***** Dataset
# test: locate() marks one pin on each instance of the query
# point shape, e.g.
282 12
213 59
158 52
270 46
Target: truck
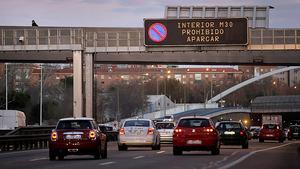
**********
> [Aim of the exercise]:
A faithful copy of the data above is wanted, with every image left out.

> [Exercise output]:
# test: locate() marks one pin on each instance of the query
# point shape, e.g.
282 12
213 59
158 52
270 46
Target: truck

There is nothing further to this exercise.